> Текст для чтения
На практике борьба с кулачеством означала, что всякий крестьянин, сопротивлявшийся коллективизации (на самом деле или в представлении властей) и подходивший под определение (по большей части вымышленное) классового врага, любой, чье выдворение из деревни было необходимо (в силу каких-либо причин), чтобы выполнить произвольно установленные плановые показатели по раскулачиванию, выселялся из дома – вместе с детьми, дедушками, бабушками или тещей – и лишался всего своего имущества: лошадей, скота, тулупов, одеял, кухонной утвари, документов, удостоверяющих гражданство, самих гражданских прав как таковых. Примерно 20 тысяч раскулаченных были расстреляны на месте. Это была всеобъемлющая политика идеологически мотивированной чистки, своего рода социальный аналог этнических чисток 1990-х. Среди пострадавших групп были священники, активные верующие, исповедовавшие все возможные религии, бывшие землевладельцы, бандиты, партизаны, преступники и многие другие, чье присутствие в новых колхозах было политически нежелательным в глазах ОГПУ или любого другого местного представителя власти
[542].
Раскулачивание началось осенью 1929-го, однако самыми трудными стали последующие годы, 1930-й и 1931-й. Весной 1930 года возникла пауза: сельская провинция погрузилась в хаос, в некоторых районах вспыхнуло вооруженное сопротивление, коммунисты подвергались нападениями, их убивали, кого-то даже распяли, – однако летом кампания продолжилась и закончилась только тогда, когда большинство советских крестьян или вступили в колхозы, или потеряли дом, или погибли. И снова нужно признать, что оценка потерь весьма приблизительна – никакой систематизированной статистики раскулаченных не велось, – однако считается, что около пяти миллионов человек были раскулачены (выгнаны из домов, заперты в тюрьмах, депортированы в самые отдаленные части Сибири, расстреляны или скончались от голода). Из этих пяти миллионов несколько сот тысяч умерло в первые два года. По оценкам некоторых историков, число умерших превысило миллион человек, некоторые предлагают умножить на два и эту цифру
[543].

> Задание 1
Сколько примерно человек, согласно тексту о раскулачивании, было раскулачено?
> Задание 2
Пожалуйста, извлеките из записей все строки, где встречается слово «label». Регистр букв учитывается.
Текст и записи взяты из разных источников.

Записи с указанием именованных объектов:

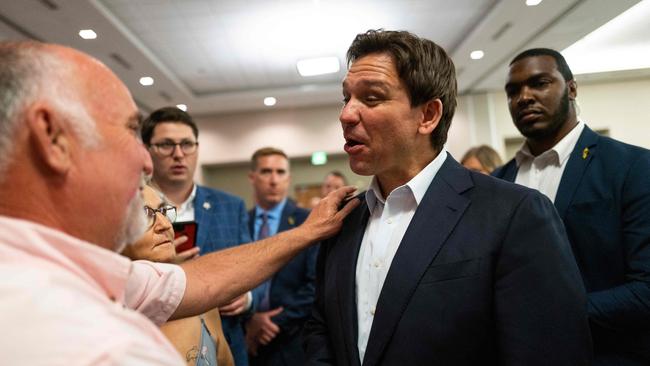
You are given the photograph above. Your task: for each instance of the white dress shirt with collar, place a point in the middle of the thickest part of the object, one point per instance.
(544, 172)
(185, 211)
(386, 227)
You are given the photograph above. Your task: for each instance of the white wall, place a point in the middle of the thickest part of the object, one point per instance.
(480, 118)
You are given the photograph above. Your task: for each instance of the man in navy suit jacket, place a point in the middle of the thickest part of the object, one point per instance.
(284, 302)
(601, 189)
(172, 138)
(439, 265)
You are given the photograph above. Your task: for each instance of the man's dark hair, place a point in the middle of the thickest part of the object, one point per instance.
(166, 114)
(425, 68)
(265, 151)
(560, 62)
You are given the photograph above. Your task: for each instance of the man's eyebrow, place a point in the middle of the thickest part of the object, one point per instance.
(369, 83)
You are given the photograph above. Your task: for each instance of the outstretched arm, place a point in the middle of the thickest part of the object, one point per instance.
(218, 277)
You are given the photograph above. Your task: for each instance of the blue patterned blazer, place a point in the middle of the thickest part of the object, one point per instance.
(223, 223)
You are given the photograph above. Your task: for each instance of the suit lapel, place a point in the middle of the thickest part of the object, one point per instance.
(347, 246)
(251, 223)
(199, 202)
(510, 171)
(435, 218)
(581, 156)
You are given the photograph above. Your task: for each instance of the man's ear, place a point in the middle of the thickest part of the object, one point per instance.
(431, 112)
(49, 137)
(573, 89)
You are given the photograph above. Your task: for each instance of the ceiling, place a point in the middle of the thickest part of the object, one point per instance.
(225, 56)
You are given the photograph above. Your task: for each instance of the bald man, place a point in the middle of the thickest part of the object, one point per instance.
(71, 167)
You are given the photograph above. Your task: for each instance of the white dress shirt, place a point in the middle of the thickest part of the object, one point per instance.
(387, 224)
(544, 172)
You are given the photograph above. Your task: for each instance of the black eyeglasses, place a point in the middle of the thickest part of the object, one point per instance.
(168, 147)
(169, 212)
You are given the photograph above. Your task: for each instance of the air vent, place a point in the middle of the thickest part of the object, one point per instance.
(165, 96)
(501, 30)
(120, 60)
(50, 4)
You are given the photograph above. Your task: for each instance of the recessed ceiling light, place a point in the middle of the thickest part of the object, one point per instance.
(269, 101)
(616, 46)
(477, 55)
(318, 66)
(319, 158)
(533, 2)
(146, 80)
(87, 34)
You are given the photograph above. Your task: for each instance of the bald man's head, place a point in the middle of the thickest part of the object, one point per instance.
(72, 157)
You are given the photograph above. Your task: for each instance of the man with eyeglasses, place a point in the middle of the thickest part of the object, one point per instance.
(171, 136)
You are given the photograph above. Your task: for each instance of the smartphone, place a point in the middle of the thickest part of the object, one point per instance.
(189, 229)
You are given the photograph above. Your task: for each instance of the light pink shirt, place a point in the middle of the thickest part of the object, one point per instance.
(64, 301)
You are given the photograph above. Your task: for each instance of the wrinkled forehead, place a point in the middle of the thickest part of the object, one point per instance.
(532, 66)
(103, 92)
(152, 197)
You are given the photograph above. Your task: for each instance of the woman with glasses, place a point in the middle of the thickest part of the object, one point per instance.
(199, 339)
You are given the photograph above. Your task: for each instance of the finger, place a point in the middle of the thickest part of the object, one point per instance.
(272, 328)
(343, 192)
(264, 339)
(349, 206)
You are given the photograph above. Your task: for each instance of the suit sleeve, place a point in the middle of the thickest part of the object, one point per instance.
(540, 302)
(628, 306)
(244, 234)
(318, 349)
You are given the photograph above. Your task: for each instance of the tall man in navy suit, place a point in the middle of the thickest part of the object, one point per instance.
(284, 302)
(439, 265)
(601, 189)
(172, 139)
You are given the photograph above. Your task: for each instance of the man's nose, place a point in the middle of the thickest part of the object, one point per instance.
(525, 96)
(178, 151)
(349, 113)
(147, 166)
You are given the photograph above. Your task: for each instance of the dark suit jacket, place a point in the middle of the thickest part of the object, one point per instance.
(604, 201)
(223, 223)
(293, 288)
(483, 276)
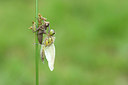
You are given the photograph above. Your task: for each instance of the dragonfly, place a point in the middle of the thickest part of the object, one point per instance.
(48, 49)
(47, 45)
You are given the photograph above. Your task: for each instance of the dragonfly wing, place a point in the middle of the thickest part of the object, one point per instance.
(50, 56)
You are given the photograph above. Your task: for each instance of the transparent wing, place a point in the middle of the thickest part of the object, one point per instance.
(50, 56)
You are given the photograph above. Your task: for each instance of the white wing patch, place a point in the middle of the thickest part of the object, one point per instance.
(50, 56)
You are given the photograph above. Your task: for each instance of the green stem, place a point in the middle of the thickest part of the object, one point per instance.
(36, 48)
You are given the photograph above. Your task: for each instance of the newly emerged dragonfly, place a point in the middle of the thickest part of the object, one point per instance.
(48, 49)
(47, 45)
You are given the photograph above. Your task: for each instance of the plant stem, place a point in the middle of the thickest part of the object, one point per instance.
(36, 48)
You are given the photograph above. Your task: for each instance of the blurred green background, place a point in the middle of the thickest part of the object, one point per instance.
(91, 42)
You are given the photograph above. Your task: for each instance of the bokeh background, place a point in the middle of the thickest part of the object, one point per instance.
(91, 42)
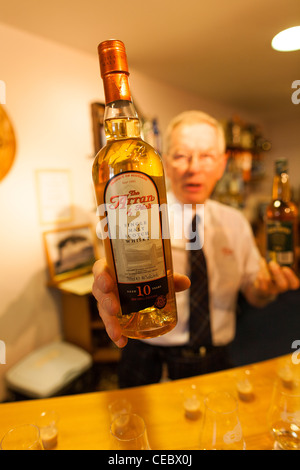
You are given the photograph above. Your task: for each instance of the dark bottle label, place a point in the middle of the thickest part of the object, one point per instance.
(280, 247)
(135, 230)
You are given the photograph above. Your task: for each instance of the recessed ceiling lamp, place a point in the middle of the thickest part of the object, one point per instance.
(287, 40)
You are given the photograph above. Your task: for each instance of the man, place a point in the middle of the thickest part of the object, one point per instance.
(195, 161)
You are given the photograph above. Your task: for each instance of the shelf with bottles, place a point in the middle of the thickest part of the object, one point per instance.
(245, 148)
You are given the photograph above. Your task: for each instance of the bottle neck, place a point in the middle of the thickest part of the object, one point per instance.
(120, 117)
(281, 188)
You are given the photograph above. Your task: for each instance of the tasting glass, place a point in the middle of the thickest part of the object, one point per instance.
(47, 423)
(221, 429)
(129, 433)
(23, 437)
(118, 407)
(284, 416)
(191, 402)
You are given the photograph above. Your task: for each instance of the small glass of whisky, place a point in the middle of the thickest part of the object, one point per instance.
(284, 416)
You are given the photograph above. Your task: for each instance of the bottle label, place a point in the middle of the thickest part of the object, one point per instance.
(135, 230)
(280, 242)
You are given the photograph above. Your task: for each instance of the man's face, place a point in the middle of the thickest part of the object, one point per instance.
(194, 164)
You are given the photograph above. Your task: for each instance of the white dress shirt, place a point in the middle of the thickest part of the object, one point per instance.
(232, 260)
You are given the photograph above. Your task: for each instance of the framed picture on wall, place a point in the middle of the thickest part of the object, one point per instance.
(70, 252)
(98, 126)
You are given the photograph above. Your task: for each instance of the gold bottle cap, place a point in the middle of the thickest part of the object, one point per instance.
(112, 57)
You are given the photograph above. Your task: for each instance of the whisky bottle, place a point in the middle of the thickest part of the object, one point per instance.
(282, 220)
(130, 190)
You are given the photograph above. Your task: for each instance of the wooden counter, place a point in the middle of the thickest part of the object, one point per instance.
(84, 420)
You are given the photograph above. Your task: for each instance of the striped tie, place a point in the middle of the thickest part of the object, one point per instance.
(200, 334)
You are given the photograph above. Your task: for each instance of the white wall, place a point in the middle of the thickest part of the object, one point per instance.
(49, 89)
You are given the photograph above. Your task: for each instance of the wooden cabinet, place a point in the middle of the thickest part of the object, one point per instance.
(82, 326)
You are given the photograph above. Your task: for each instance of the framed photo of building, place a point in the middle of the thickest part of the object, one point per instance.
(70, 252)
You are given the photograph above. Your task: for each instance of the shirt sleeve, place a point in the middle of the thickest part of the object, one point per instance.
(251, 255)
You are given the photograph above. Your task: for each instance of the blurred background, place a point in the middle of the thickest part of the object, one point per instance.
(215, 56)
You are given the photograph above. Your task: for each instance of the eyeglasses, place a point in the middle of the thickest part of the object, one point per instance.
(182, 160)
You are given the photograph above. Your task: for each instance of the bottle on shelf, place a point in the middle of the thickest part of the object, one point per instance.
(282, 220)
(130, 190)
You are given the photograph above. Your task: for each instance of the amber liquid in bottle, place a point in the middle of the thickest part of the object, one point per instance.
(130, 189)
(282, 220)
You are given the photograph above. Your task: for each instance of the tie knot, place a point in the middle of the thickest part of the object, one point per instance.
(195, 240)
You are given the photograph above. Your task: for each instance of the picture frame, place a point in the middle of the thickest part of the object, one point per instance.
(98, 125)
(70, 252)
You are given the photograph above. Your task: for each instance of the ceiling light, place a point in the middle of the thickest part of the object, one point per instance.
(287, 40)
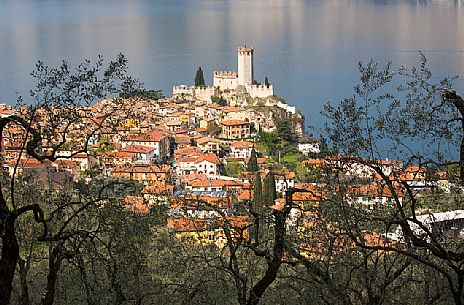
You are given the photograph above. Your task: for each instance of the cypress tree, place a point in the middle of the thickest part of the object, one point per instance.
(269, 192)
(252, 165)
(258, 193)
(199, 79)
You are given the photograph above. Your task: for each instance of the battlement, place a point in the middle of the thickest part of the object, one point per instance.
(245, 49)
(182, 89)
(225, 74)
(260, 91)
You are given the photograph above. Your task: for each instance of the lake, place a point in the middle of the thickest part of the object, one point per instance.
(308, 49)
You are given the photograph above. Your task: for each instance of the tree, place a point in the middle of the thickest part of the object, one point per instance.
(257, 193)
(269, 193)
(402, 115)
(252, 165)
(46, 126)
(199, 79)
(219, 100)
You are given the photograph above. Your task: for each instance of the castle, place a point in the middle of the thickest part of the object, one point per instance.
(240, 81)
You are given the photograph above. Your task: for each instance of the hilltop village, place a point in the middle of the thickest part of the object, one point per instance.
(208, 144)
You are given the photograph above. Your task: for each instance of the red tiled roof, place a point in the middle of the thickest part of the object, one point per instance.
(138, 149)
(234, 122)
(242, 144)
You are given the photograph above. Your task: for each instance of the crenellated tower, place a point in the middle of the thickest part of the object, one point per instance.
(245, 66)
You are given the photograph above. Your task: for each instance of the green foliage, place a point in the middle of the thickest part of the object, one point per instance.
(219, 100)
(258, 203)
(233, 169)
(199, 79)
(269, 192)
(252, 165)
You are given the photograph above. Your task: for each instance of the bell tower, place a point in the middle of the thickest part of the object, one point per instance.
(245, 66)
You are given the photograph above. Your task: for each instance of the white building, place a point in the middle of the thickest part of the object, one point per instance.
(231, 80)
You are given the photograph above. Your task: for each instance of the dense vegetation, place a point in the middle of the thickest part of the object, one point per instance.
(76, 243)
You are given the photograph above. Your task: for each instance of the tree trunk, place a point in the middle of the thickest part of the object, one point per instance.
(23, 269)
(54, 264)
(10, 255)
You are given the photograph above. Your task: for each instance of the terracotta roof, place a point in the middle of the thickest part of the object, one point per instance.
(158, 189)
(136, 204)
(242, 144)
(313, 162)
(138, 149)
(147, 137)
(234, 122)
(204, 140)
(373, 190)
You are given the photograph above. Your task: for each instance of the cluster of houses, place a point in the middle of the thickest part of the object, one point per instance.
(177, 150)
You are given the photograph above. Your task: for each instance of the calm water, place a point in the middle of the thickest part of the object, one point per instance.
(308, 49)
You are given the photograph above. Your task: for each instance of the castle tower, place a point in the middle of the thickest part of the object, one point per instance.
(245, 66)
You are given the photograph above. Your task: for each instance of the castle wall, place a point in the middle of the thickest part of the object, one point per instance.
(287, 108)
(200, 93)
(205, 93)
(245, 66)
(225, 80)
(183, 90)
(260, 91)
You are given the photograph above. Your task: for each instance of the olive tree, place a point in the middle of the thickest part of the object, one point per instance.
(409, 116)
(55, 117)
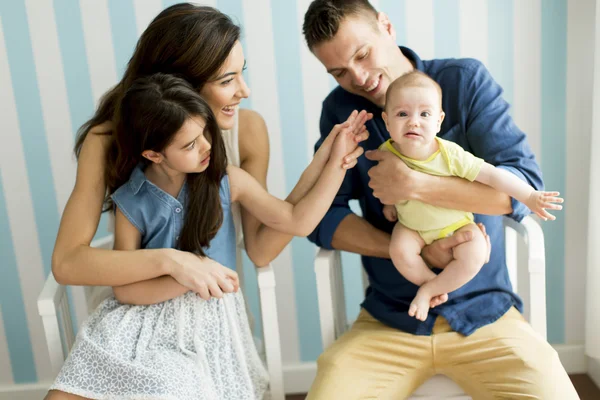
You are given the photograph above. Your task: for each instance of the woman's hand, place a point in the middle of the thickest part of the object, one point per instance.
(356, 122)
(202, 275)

> Ответ 1
Около пяти миллионов человек.

> Ответ 2
You are given the photograph above. Your task: for each instance of the dark bottle label, place a point in the middle of the thickest part of the object, one point per instance.
You are given the photograph above. Your task: for each instance of the bottle label, place a point in the middle of the thickest part of the object, one point per instance.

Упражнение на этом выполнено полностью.